(CONSIGNES)
1: Extrayez du texte sur l'arrêt Bélec le passage qui va de "Dans l'arrêt Bélec" jusqu'à "a des pertes53.", sans y changer un seul mot.
2: Recopiez toutes les phrases du texte sur l'arrêt Bélec qui commencent par le mot « Il ».

(TEXTE À LIRE)
Dans l'arrêt Bélec (E.) c. Canada, le juge Bowman a repris cette critique en ces termes:

                Il faut souligner que ces pertes ont été subies dans un contexte complètement commercial. Il n'y avait aucun élément de [sic] personnel ni dans son achat ni dans son utilisation de l'immeuble. L'appelant est un homme de commerce expérimenté. Il a pris sa décision de bonne foi sur son meilleur jugement commercial et sur les faits qui lui étaient disponibles à cette époque. Il n'appartient pas au ministre (ou à cette cour) de substituer, avec le bénéfice de sa sagesse d'après coup, son jugement commercial pour celui du contribuable. Il ne faut pas se poser la question « En sachant ce que je sais maintenant, est-ce que je me serais embarqué dans cette entreprise? » La réponse est sans aucun doute « non » , parce que la question ne se soulève que lorsqu'il y a des pertes53.

[Éléments de données]
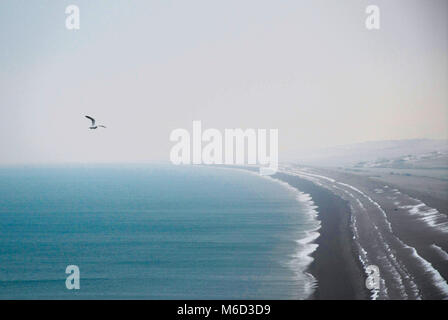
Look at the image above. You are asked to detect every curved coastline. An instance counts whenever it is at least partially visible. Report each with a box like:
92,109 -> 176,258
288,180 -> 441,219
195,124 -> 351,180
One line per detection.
231,167 -> 371,300
273,173 -> 369,300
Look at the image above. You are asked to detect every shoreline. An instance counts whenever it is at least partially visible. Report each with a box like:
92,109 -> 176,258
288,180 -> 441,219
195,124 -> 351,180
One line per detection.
272,173 -> 369,300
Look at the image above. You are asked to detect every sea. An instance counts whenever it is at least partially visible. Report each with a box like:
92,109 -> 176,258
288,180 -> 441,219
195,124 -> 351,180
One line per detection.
0,164 -> 319,299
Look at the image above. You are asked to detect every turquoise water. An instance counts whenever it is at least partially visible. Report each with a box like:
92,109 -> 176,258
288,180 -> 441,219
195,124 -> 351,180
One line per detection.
0,165 -> 316,299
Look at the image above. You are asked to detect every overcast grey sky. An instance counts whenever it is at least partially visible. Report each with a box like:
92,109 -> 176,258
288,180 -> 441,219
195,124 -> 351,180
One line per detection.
0,0 -> 448,163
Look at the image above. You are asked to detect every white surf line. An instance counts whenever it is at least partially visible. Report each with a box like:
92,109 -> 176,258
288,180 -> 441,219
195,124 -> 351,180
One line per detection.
399,195 -> 448,234
338,182 -> 448,299
278,169 -> 390,300
328,182 -> 412,300
248,169 -> 321,297
431,243 -> 448,261
280,171 -> 448,298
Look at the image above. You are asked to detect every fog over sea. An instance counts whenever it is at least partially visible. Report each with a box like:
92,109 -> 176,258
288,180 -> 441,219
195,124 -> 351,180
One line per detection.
0,165 -> 319,299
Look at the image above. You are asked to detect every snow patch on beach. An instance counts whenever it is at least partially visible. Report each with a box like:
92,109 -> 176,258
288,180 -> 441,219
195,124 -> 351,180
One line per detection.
400,198 -> 448,233
431,243 -> 448,261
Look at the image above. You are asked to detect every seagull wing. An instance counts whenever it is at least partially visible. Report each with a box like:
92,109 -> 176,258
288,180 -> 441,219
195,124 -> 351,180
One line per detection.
85,116 -> 95,127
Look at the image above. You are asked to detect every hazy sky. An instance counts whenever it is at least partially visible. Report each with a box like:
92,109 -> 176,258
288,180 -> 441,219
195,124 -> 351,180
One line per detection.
0,0 -> 448,163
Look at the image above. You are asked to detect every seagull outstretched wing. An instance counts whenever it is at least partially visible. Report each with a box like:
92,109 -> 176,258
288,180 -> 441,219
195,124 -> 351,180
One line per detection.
85,116 -> 95,127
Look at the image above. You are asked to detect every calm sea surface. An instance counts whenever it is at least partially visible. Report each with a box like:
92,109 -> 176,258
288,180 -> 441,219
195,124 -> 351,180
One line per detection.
0,165 -> 315,299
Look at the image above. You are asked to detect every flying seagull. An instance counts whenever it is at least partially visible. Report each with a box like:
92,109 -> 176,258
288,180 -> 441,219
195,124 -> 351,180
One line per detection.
86,116 -> 106,129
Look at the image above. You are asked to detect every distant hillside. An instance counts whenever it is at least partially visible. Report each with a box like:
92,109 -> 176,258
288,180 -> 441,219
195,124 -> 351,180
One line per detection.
295,139 -> 448,168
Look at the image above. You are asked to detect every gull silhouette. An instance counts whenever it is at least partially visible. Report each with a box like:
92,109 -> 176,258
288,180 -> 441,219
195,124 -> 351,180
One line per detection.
85,116 -> 106,129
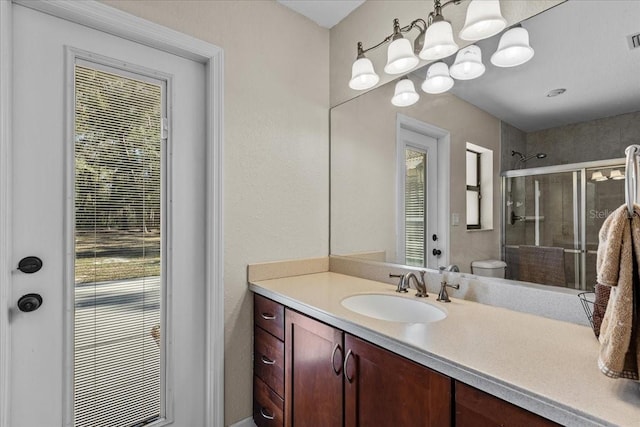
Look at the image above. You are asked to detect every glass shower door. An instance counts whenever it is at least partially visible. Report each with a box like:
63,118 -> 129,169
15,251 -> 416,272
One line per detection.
505,171 -> 581,287
584,165 -> 624,289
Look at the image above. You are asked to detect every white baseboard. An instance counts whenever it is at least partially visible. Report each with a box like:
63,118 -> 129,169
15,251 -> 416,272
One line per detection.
229,417 -> 256,427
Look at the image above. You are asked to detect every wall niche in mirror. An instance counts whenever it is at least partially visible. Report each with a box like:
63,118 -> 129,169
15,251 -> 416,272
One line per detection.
331,0 -> 640,289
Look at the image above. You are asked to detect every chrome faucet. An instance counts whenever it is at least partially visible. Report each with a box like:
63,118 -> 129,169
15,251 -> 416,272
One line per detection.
389,274 -> 408,293
405,270 -> 429,298
436,264 -> 460,302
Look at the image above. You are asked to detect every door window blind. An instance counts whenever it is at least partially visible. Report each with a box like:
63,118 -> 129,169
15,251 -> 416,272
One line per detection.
74,63 -> 165,427
404,149 -> 427,267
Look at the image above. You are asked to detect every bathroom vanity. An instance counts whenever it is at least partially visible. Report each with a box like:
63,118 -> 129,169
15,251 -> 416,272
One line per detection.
250,271 -> 640,426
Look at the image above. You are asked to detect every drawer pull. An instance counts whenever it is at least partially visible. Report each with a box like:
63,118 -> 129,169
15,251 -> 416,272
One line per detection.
343,349 -> 353,383
260,355 -> 276,365
260,408 -> 275,420
331,343 -> 342,375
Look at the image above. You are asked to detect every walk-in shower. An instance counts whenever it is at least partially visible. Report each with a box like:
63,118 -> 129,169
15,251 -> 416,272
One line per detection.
502,159 -> 625,290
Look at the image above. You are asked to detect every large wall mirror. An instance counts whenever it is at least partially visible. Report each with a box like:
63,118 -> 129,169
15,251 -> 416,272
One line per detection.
330,0 -> 640,289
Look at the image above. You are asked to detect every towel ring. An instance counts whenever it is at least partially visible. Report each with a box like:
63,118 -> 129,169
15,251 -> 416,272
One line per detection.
624,145 -> 640,218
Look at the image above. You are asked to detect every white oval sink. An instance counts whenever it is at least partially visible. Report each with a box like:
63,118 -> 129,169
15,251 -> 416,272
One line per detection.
341,294 -> 447,323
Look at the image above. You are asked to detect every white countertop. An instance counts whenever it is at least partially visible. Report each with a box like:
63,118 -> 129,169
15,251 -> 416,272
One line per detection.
250,272 -> 640,426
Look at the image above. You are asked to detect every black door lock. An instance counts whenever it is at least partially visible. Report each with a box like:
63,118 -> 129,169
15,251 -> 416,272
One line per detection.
18,256 -> 42,274
18,294 -> 42,313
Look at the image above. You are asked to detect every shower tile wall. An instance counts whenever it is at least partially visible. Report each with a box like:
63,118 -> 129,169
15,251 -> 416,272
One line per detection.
501,111 -> 640,289
501,111 -> 640,171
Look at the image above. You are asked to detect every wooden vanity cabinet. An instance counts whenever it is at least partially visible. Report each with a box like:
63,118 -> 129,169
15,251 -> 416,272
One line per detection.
344,334 -> 453,427
455,381 -> 560,427
253,294 -> 558,427
253,294 -> 285,427
285,309 -> 453,427
285,309 -> 343,427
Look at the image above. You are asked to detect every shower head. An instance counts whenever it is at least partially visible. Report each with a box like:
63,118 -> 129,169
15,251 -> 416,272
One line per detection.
511,150 -> 547,163
520,153 -> 547,162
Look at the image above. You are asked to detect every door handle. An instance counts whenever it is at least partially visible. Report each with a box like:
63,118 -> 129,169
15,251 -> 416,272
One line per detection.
18,294 -> 42,313
18,256 -> 42,274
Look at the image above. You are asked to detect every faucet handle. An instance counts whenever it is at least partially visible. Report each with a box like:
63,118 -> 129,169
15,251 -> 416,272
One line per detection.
436,281 -> 460,302
389,274 -> 408,292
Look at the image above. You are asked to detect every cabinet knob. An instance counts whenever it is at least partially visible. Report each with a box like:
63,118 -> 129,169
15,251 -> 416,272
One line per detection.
344,349 -> 353,383
260,408 -> 275,420
331,343 -> 342,375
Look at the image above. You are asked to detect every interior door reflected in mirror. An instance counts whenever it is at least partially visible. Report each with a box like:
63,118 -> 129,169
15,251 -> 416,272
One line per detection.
330,0 -> 640,289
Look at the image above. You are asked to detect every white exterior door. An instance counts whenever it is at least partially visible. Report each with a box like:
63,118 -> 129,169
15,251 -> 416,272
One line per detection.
397,128 -> 440,269
8,5 -> 207,427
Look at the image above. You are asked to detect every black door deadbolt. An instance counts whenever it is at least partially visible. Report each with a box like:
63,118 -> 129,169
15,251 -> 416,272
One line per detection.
18,256 -> 42,274
18,294 -> 42,313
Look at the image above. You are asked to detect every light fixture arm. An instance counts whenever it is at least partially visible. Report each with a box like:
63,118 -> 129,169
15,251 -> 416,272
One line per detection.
357,17 -> 428,59
427,0 -> 462,25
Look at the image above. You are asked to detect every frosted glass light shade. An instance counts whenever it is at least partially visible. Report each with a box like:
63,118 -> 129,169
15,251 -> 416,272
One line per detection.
391,79 -> 420,107
449,44 -> 485,80
349,58 -> 380,90
422,62 -> 453,94
384,38 -> 420,74
459,0 -> 507,41
420,21 -> 459,61
609,169 -> 624,181
491,27 -> 534,67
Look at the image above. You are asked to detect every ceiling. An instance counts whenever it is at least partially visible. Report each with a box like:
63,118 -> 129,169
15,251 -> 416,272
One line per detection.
277,0 -> 640,132
417,0 -> 640,132
277,0 -> 365,28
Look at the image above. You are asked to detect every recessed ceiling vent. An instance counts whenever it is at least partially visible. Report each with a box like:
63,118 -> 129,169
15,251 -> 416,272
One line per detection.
627,33 -> 640,49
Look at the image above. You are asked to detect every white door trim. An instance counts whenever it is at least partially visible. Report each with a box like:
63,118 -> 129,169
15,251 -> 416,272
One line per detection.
396,113 -> 451,266
0,0 -> 224,427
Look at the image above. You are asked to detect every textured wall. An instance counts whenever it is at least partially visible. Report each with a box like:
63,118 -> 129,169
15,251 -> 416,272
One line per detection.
106,0 -> 329,424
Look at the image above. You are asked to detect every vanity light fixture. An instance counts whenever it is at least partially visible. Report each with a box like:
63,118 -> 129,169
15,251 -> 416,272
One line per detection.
422,62 -> 454,95
449,44 -> 486,80
420,1 -> 459,61
349,43 -> 380,90
591,171 -> 609,181
491,27 -> 534,67
391,77 -> 420,107
459,0 -> 507,41
349,0 -> 533,105
609,169 -> 624,181
384,19 -> 420,74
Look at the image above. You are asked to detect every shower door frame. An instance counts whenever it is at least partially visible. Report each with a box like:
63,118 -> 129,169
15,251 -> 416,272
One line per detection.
500,157 -> 625,289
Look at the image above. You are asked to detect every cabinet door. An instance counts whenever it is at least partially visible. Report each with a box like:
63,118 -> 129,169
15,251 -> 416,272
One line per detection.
344,334 -> 452,427
285,309 -> 343,427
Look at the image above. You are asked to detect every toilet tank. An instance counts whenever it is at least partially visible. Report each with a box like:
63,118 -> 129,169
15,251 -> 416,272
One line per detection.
471,259 -> 507,279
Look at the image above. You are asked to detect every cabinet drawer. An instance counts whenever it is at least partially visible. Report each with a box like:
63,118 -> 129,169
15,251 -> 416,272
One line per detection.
253,294 -> 284,341
253,375 -> 284,427
456,381 -> 558,427
253,327 -> 284,397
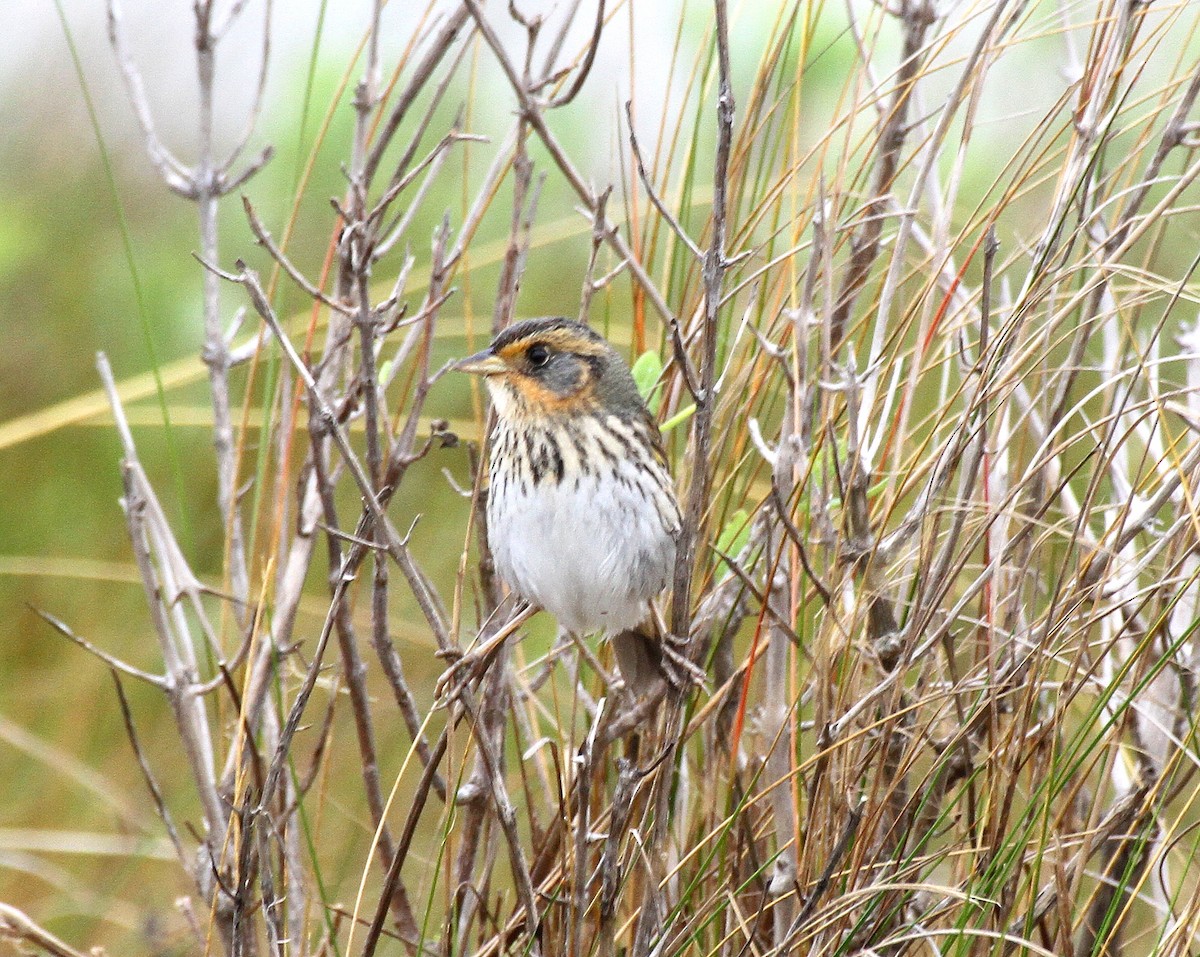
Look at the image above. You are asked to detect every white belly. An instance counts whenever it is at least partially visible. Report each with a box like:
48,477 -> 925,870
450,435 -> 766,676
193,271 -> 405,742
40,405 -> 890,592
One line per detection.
487,463 -> 678,634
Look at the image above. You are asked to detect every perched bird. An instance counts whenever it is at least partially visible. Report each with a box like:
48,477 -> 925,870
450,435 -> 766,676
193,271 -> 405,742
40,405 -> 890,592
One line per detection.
457,318 -> 695,693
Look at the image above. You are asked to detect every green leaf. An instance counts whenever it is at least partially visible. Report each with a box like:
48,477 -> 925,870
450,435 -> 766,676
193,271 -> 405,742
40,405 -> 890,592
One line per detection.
659,404 -> 696,433
631,353 -> 662,415
716,508 -> 750,558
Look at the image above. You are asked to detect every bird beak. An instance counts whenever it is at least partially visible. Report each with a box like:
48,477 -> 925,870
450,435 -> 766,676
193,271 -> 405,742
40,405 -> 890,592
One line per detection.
454,349 -> 509,375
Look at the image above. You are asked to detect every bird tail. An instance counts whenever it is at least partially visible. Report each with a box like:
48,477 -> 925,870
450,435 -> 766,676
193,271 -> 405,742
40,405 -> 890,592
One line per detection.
612,614 -> 670,696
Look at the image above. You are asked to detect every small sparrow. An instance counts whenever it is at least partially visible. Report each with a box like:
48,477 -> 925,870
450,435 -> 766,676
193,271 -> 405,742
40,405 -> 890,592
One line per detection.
457,318 -> 697,694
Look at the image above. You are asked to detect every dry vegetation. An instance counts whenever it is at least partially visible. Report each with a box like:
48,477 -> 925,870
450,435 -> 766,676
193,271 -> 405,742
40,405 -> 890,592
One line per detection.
7,0 -> 1200,957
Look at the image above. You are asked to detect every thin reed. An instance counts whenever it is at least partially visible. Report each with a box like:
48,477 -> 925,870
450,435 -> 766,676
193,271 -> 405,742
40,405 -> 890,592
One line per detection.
7,0 -> 1200,957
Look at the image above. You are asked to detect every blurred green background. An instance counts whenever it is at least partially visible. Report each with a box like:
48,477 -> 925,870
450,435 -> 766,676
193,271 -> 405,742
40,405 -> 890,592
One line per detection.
0,0 -> 1194,953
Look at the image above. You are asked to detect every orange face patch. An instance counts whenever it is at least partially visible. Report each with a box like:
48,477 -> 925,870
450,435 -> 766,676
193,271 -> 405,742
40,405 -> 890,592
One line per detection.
508,372 -> 596,415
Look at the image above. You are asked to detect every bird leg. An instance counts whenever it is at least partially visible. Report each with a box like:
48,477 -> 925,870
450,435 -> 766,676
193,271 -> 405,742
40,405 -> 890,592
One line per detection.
650,604 -> 708,694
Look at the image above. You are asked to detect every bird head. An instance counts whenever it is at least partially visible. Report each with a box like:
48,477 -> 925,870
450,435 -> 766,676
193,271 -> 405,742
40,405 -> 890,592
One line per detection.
456,318 -> 644,420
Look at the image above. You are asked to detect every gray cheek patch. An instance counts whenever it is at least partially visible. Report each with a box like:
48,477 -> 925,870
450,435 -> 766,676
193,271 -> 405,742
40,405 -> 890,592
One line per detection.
541,354 -> 583,398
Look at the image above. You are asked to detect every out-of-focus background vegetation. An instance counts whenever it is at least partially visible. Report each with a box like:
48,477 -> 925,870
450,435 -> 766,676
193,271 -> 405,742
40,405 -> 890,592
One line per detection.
0,0 -> 720,953
7,0 -> 1200,953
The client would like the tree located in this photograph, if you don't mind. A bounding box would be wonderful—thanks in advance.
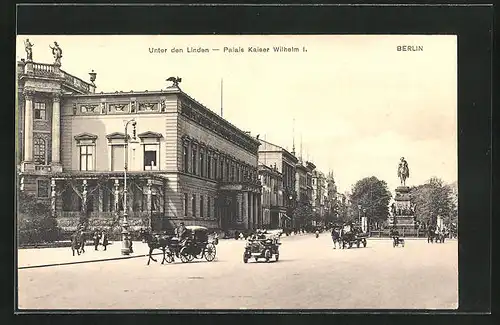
[293,202,314,227]
[410,177,456,226]
[351,176,392,224]
[326,172,340,221]
[17,190,59,244]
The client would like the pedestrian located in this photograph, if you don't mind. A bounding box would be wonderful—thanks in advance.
[100,230,108,250]
[92,229,99,251]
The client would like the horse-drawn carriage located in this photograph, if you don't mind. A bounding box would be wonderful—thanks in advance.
[340,230,368,248]
[243,232,281,263]
[143,226,217,265]
[332,224,368,248]
[427,227,447,244]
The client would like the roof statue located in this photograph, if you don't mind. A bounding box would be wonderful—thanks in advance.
[398,157,410,186]
[49,42,62,66]
[167,77,182,88]
[24,38,33,62]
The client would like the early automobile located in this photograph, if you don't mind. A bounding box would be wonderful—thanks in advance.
[340,227,368,248]
[166,226,217,263]
[243,232,281,263]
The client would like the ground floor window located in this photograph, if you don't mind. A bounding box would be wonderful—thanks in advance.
[36,180,50,198]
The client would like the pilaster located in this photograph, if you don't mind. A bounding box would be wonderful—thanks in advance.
[23,89,35,163]
[51,93,62,172]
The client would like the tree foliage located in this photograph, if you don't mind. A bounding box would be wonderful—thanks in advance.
[410,177,457,225]
[351,176,392,223]
[293,202,314,226]
[17,191,59,244]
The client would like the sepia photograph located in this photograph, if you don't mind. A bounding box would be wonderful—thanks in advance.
[15,34,459,311]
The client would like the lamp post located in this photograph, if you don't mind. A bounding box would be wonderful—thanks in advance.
[121,119,136,255]
[361,209,368,232]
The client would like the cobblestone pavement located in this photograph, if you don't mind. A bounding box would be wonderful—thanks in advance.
[18,233,458,309]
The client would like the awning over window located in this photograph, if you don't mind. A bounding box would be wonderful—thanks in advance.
[281,213,292,220]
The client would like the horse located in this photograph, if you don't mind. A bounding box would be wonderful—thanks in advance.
[332,228,342,249]
[141,232,173,265]
[71,231,85,256]
[92,230,108,251]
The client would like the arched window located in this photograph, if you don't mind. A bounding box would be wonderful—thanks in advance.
[33,138,46,165]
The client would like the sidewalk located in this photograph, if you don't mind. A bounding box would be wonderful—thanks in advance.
[17,234,306,269]
[17,241,153,269]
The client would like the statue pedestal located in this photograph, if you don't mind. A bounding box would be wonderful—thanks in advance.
[389,186,415,228]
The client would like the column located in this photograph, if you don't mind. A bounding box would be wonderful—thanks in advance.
[241,192,249,227]
[23,89,35,161]
[146,179,153,230]
[248,192,254,229]
[114,179,120,219]
[52,93,61,165]
[98,184,104,212]
[50,179,56,217]
[82,179,87,213]
[253,194,261,228]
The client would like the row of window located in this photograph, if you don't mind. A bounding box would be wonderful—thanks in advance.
[182,137,258,182]
[262,188,283,206]
[184,193,215,218]
[34,102,47,121]
[79,143,160,171]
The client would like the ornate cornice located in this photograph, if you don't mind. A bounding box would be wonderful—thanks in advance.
[75,132,97,141]
[181,100,260,154]
[137,131,163,139]
[106,132,130,140]
[52,92,62,103]
[23,88,36,99]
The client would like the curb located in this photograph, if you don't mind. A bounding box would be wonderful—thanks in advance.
[17,249,163,270]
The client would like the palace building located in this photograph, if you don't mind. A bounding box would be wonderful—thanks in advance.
[259,139,298,228]
[17,56,262,231]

(RÉPONSES AUX CONSIGNES)
1:
Dans l'arrêt Bélec (E.) c. Canada, le juge Bowman a repris cette critique en ces termes:

                Il faut souligner que ces pertes ont été subies dans un contexte complètement commercial. Il n'y avait aucun élément de [sic] personnel ni dans son achat ni dans son utilisation de l'immeuble. L'appelant est un homme de commerce expérimenté. Il a pris sa décision de bonne foi sur son meilleur jugement commercial et sur les faits qui lui étaient disponibles à cette époque. Il n'appartient pas au ministre (ou à cette cour) de substituer, avec le bénéfice de sa sagesse d'après coup, son jugement commercial pour celui du contribuable. Il ne faut pas se poser la question « En sachant ce que je sais maintenant, est-ce que je me serais embarqué dans cette entreprise? » La réponse est sans aucun doute « non » , parce que la question ne se soulève que lorsqu'il y a des pertes53.

2:
Il faut souligner que ces pertes ont été subies dans un contexte complètement commercial.
Il n'y avait aucun élément de [sic] personnel ni dans son achat ni dans son utilisation de l'immeuble.
Il a pris sa décision de bonne foi sur son meilleur jugement commercial et sur les faits qui lui étaient disponibles à cette époque.
Il n'appartient pas au ministre (ou à cette cour) de substituer, avec le bénéfice de sa sagesse d'après coup, son jugement commercial pour celui du contribuable.
Il ne faut pas se poser la question « En sachant ce que je sais maintenant, est-ce que je me serais embarqué dans cette entreprise? »